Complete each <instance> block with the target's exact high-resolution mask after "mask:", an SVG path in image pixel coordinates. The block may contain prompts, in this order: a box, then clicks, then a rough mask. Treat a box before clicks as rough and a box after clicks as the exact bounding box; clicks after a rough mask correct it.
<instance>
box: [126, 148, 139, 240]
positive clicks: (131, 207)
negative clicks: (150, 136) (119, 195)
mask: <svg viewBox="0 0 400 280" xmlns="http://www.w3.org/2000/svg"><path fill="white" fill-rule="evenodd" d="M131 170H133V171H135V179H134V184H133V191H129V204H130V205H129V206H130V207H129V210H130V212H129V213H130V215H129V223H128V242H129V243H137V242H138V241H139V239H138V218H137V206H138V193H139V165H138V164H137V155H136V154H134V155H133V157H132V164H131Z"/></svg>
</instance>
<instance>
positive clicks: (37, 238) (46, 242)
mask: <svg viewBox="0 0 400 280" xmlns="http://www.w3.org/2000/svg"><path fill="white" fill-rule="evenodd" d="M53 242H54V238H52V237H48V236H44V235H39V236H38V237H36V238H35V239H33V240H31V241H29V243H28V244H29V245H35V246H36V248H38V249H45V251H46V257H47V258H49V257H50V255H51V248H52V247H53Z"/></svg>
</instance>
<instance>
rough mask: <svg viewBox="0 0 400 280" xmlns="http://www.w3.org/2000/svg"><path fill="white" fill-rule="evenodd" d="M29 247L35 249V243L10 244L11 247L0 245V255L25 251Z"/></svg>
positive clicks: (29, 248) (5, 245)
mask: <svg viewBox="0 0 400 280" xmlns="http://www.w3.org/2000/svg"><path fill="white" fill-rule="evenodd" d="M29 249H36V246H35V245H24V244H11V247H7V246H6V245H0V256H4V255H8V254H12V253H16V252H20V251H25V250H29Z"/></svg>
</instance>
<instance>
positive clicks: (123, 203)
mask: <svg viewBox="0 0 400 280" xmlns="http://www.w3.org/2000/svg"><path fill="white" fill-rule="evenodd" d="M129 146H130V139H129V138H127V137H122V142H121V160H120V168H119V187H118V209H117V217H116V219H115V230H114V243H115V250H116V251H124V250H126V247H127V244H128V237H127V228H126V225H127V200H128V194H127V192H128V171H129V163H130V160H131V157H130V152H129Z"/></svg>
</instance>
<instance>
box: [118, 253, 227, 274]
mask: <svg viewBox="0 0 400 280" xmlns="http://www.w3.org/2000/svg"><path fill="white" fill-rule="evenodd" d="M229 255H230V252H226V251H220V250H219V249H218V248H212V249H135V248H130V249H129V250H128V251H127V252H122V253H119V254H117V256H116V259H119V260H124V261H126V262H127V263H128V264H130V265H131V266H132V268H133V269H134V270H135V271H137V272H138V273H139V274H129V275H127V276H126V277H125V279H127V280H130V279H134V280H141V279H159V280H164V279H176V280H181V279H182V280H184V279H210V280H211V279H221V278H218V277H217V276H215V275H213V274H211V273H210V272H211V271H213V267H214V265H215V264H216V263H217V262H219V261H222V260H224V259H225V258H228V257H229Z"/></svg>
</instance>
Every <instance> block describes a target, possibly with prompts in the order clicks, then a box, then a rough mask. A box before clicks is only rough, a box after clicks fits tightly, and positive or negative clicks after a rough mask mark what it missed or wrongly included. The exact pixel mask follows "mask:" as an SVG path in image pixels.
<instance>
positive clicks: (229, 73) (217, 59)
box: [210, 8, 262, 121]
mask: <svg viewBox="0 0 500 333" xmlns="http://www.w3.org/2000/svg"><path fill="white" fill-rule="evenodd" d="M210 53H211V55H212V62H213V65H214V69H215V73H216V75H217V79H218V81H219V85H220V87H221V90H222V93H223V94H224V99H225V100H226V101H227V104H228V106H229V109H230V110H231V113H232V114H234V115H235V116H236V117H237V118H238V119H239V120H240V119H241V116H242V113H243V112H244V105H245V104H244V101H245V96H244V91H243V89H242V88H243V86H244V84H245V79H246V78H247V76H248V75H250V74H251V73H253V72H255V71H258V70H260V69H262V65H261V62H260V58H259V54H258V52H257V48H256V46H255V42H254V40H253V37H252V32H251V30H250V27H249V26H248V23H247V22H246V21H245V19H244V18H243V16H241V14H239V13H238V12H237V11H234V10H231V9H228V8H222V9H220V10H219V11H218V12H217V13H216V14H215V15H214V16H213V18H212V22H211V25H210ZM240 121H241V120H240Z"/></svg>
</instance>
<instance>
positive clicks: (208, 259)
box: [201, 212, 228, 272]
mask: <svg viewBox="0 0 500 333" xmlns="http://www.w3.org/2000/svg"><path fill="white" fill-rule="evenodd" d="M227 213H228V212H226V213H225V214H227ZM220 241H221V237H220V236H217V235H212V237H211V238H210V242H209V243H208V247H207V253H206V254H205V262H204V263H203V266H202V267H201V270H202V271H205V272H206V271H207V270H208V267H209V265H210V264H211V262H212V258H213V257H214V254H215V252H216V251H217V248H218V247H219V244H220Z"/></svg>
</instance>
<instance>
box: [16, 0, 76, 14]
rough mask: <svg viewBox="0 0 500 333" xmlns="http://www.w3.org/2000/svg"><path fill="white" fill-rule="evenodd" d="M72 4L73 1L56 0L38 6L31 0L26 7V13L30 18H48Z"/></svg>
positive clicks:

■ ■ ■ ■ ■

- [Exercise]:
Can you reproduce all of the material above verbatim, with no changes?

- [Completed task]:
Complete each <instance> block with the target's exact high-resolution mask after "mask:", an SVG path in image pixel coordinates. The block may contain prompts, in this order: a box, then clicks, then a rough mask. Treat a box before clicks as rough and a box after clicks as the exact bounding box; clicks after a rough mask correct it.
<instance>
box: [126, 148, 139, 240]
positive clicks: (131, 207)
negative clicks: (150, 136) (119, 195)
mask: <svg viewBox="0 0 400 280" xmlns="http://www.w3.org/2000/svg"><path fill="white" fill-rule="evenodd" d="M131 170H133V171H135V179H134V184H133V191H129V204H130V205H129V206H130V207H129V210H130V212H129V213H130V215H129V223H128V242H129V243H137V242H138V241H139V239H138V218H137V206H138V193H139V165H138V164H137V155H136V154H134V155H133V157H132V164H131Z"/></svg>
</instance>
<instance>
positive clicks: (37, 238) (46, 242)
mask: <svg viewBox="0 0 400 280" xmlns="http://www.w3.org/2000/svg"><path fill="white" fill-rule="evenodd" d="M53 242H54V238H52V237H48V236H44V235H39V236H38V237H36V238H35V239H33V240H31V241H29V243H28V244H29V245H35V246H36V248H38V249H45V251H46V257H47V258H49V257H50V255H51V248H52V247H53Z"/></svg>
</instance>
<instance>
rough mask: <svg viewBox="0 0 400 280" xmlns="http://www.w3.org/2000/svg"><path fill="white" fill-rule="evenodd" d="M29 247L35 249V243L10 244L11 247L0 245V255L25 251Z"/></svg>
positive clicks: (29, 248) (5, 245)
mask: <svg viewBox="0 0 400 280" xmlns="http://www.w3.org/2000/svg"><path fill="white" fill-rule="evenodd" d="M29 249H36V246H35V245H24V244H11V247H7V246H6V245H0V256H4V255H8V254H12V253H16V252H20V251H25V250H29Z"/></svg>
</instance>
<instance>
positive clicks: (123, 203)
mask: <svg viewBox="0 0 400 280" xmlns="http://www.w3.org/2000/svg"><path fill="white" fill-rule="evenodd" d="M129 146H130V139H129V138H127V137H122V142H121V160H120V168H119V187H118V209H117V217H116V219H115V230H114V243H115V250H116V251H124V250H126V247H127V244H128V237H127V228H126V225H127V200H128V194H127V192H128V171H129V163H130V160H131V157H130V152H129Z"/></svg>
</instance>
<instance>
box: [118, 253, 227, 274]
mask: <svg viewBox="0 0 400 280" xmlns="http://www.w3.org/2000/svg"><path fill="white" fill-rule="evenodd" d="M229 255H230V252H226V251H220V250H219V249H218V248H212V249H135V248H130V249H129V250H128V251H127V252H122V253H119V254H117V256H116V259H119V260H124V261H126V262H127V263H128V264H130V265H131V266H132V268H133V269H134V270H135V271H137V272H138V273H139V274H129V275H127V276H126V277H125V279H127V280H130V279H134V280H141V279H159V280H164V279H176V280H181V279H182V280H184V279H210V280H211V279H221V278H218V277H217V276H215V275H213V274H211V273H210V272H211V271H213V267H214V265H215V264H216V263H217V262H219V261H222V260H224V259H225V258H228V257H229Z"/></svg>
</instance>
Every <instance> block describes a target, possibly with prompts in the order clicks, then a box, then a rough mask. A box before clicks is only rough, a box after clicks fits tightly, and positive or negative clicks after a rough mask mark what it missed or wrongly included. The exact pixel mask follows "mask:" as an SVG path in image pixels.
<instance>
positive clicks: (229, 73) (217, 59)
box: [210, 8, 262, 121]
mask: <svg viewBox="0 0 500 333" xmlns="http://www.w3.org/2000/svg"><path fill="white" fill-rule="evenodd" d="M210 53H211V55H212V62H213V65H214V69H215V73H216V75H217V79H218V81H219V85H220V87H221V90H222V93H223V94H224V99H225V100H226V101H227V104H228V106H229V109H230V110H231V113H232V114H234V115H235V116H236V117H237V118H238V119H239V120H240V119H241V116H242V113H243V112H244V105H245V104H244V101H245V96H244V91H243V89H242V88H243V86H244V84H245V79H246V78H247V76H248V75H250V74H251V73H253V72H255V71H258V70H260V69H262V65H261V62H260V58H259V54H258V52H257V48H256V46H255V42H254V40H253V37H252V32H251V30H250V27H249V26H248V23H247V22H246V21H245V19H244V18H243V16H241V14H239V13H238V12H237V11H234V10H231V9H228V8H222V9H220V10H219V11H218V12H217V13H216V14H215V15H214V16H213V18H212V22H211V25H210ZM240 121H241V120H240Z"/></svg>
</instance>
<instance>
positive clicks: (208, 259)
box: [201, 212, 228, 272]
mask: <svg viewBox="0 0 500 333" xmlns="http://www.w3.org/2000/svg"><path fill="white" fill-rule="evenodd" d="M227 213H228V212H226V213H225V214H227ZM220 241H221V237H220V236H217V235H212V237H211V238H210V242H209V243H208V247H207V253H206V254H205V262H204V263H203V266H202V267H201V270H202V271H205V272H206V271H207V270H208V267H209V265H210V264H211V262H212V258H213V257H214V254H215V252H216V251H217V248H218V247H219V244H220Z"/></svg>
</instance>
<instance>
box: [16, 0, 76, 14]
rough mask: <svg viewBox="0 0 500 333" xmlns="http://www.w3.org/2000/svg"><path fill="white" fill-rule="evenodd" d="M72 4L73 1L56 0L38 6L31 0L26 7V13L30 18H48Z"/></svg>
positive clicks:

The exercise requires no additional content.